Machine learning in systems biology at different scales : from molecular biology to ecology
Abstract
Machine learning has been a source for continuous methodological advances in the field of computational learning from data. Systems biology has profited in various ways
from machine learning techniques but in particular from network inference, i.e. the
learning of interactions given observed quantities of the involved components or data
that stem from interventional experiments. Originally this domain of system biology
was confined to the inference of gene regulation networks but recently expanded to other
levels of organization of biological and ecological systems. Especially the application to
species interaction networks in a varying environment is of mounting importance in
order to improve our understanding of the dynamics of species extinctions, invasions,
and population behaviour in general.
The aim of this thesis is to demonstrate an extensive study of various state-of-art
machine learning techniques applied to a genetic regulation system in plants and to
expand and modify some of these methods to infer species interaction networks in an
ecological setting. The first study attempts to improve the knowledge about circadian
regulation in the plant Arabidopsis thaliana from the view point of machine learning and
gives suggestions on what methods are best suited for inference, how the data should
be processed and modelled mathematically, and what quality of network learning can
be expected by doing so. To achieve this, I generate a rich and realistic synthetic data
set that is used for various studies under consideration of different effects and method
setups. The best method and setup is applied to real transcriptional data, which leads
to a new hypothesis about the circadian clock network structure.
The ecological study is focused on the development of two novel inference methods
that exploit a common principle from transcriptional time-series, which states that expression
profiles over time can be temporally heterogeneous. A corresponding concept
in a spatial domain of 2 dimensions is that species interaction dynamics can be spatially
heterogeneous, i.e. can change in space dependent on the environment and other
factors. I will demonstrate the expansion from the 1-dimensional time domain to the
2-dimensional spatial domain, introduce two distinct space segmentation schemes, and
consider species dispersion effects with spatial autocorrelation. The two novel methods
display a significant improvement in species interaction inference compared to competing
methods and display a high confidence in learning the spatial structure of different
species neighbourhoods or environments.

— What this exercise asks —
1. According to the abstract, in which plant does the first study examine circadian regulation?
2. Give the stretch of the abstract from "Machine learning in" through "behaviour in general.", substituting "perturbation experiments" for "interventional experiments".
Use only the abstract to complete these tasks.

— Extracted information —
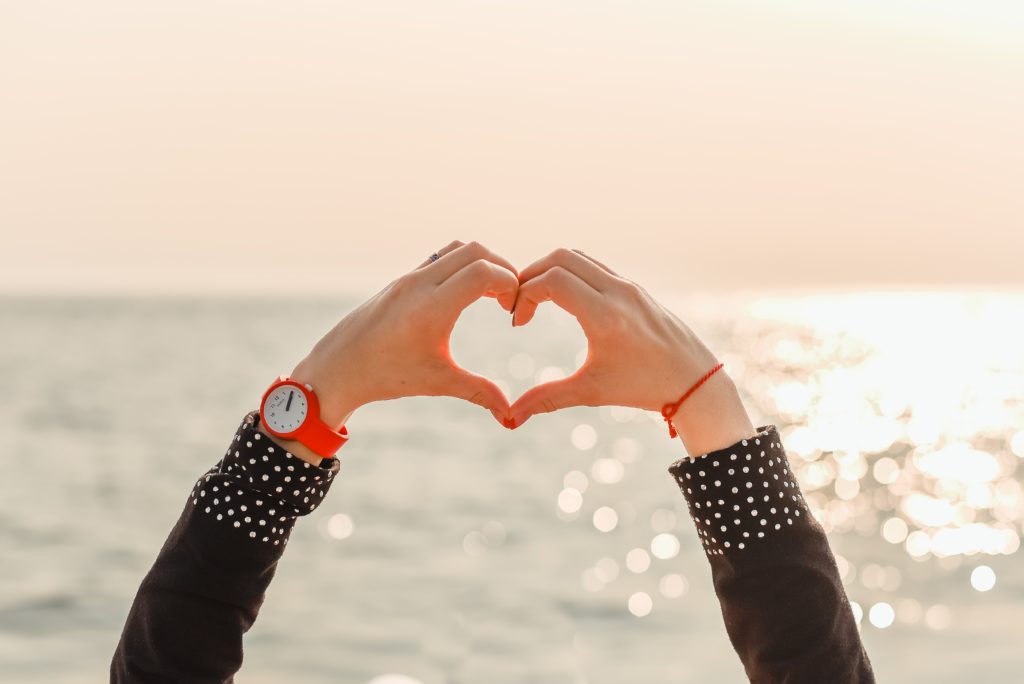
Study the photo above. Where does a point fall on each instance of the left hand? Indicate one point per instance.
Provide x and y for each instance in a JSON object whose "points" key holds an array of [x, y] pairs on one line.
{"points": [[639, 353]]}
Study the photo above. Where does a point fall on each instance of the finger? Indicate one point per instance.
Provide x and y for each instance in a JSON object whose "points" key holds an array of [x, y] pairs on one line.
{"points": [[599, 263], [459, 258], [587, 270], [564, 289], [476, 389], [548, 397], [478, 279], [441, 252]]}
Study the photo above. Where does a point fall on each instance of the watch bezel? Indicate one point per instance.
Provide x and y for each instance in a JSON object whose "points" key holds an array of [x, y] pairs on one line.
{"points": [[312, 407]]}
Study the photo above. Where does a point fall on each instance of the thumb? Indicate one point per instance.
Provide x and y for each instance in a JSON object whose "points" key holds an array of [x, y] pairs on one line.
{"points": [[547, 398], [476, 389]]}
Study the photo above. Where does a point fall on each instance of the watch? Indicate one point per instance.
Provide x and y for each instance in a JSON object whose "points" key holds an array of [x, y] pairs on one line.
{"points": [[291, 411]]}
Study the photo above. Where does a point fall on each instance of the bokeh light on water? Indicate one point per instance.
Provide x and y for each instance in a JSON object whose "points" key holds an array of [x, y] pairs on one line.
{"points": [[454, 551]]}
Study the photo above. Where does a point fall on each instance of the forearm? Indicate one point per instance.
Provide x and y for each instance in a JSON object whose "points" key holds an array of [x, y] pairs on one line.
{"points": [[205, 589], [783, 604]]}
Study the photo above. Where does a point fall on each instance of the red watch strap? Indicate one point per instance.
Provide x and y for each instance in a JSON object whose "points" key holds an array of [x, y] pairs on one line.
{"points": [[322, 439]]}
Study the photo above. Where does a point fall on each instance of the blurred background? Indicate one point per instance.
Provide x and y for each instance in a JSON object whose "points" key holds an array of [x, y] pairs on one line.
{"points": [[827, 191]]}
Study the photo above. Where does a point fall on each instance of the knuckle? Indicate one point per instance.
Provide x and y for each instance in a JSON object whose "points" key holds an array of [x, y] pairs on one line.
{"points": [[562, 254], [479, 269], [631, 290], [558, 274]]}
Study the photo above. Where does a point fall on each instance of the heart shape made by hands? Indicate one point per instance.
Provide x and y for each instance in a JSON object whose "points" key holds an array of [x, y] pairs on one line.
{"points": [[550, 347]]}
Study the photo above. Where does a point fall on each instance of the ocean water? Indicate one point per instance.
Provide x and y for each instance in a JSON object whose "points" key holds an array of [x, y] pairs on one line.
{"points": [[452, 550]]}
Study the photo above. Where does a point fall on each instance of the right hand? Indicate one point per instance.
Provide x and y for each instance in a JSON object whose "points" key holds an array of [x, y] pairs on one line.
{"points": [[639, 353], [396, 344]]}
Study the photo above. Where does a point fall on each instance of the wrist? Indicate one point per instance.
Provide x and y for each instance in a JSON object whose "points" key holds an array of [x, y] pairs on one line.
{"points": [[713, 418], [296, 449], [337, 405]]}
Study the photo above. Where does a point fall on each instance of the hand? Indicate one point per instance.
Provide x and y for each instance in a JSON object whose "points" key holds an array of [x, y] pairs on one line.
{"points": [[396, 344], [640, 354]]}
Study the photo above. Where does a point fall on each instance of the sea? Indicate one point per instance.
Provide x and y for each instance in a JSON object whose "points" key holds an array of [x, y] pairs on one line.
{"points": [[454, 551]]}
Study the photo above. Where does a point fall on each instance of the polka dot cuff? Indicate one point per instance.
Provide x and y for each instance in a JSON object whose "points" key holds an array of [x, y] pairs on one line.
{"points": [[742, 495], [258, 488]]}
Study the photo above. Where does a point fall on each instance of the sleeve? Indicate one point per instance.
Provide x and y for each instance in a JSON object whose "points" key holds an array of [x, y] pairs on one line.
{"points": [[206, 587], [783, 604]]}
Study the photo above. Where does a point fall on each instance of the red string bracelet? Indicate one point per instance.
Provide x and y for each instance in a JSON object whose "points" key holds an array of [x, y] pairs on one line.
{"points": [[669, 410]]}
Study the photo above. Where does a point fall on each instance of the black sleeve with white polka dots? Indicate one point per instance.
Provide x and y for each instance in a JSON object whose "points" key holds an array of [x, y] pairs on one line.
{"points": [[258, 488], [783, 603], [206, 587]]}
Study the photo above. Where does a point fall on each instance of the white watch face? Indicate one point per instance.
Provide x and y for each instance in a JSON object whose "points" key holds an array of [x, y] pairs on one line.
{"points": [[286, 409]]}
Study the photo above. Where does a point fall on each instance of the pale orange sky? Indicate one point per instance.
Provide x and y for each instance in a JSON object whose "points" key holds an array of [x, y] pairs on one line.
{"points": [[207, 146]]}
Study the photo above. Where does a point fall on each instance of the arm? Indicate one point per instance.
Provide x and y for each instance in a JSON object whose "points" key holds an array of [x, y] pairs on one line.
{"points": [[207, 584], [209, 580], [784, 607]]}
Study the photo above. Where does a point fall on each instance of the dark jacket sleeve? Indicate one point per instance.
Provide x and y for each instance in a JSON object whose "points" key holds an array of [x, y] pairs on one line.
{"points": [[206, 587], [782, 601]]}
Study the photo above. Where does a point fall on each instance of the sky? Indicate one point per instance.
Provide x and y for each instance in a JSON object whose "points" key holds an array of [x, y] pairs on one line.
{"points": [[322, 147]]}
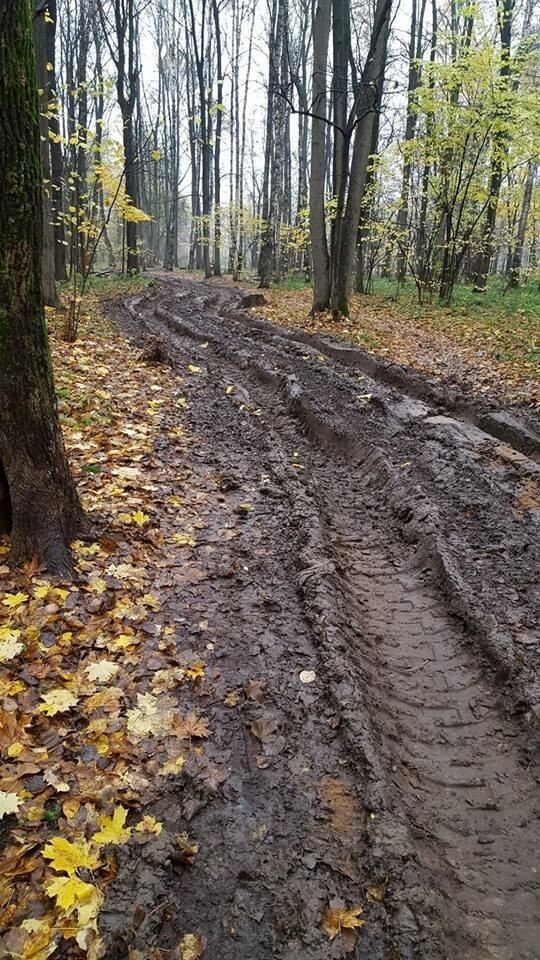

— Numbered answers —
1. Arabidopsis thaliana

2.
Machine learning in systems biology at different scales : from molecular biology to ecology
Abstract
Machine learning has been a source for continuous methodological advances in the field of computational learning from data. Systems biology has profited in various ways
from machine learning techniques but in particular from network inference, i.e. the
learning of interactions given observed quantities of the involved components or data
that stem from perturbation experiments. Originally this domain of system biology
was confined to the inference of gene regulation networks but recently expanded to other
levels of organization of biological and ecological systems. Especially the application to
species interaction networks in a varying environment is of mounting importance in
order to improve our understanding of the dynamics of species extinctions, invasions,
and population behaviour in general.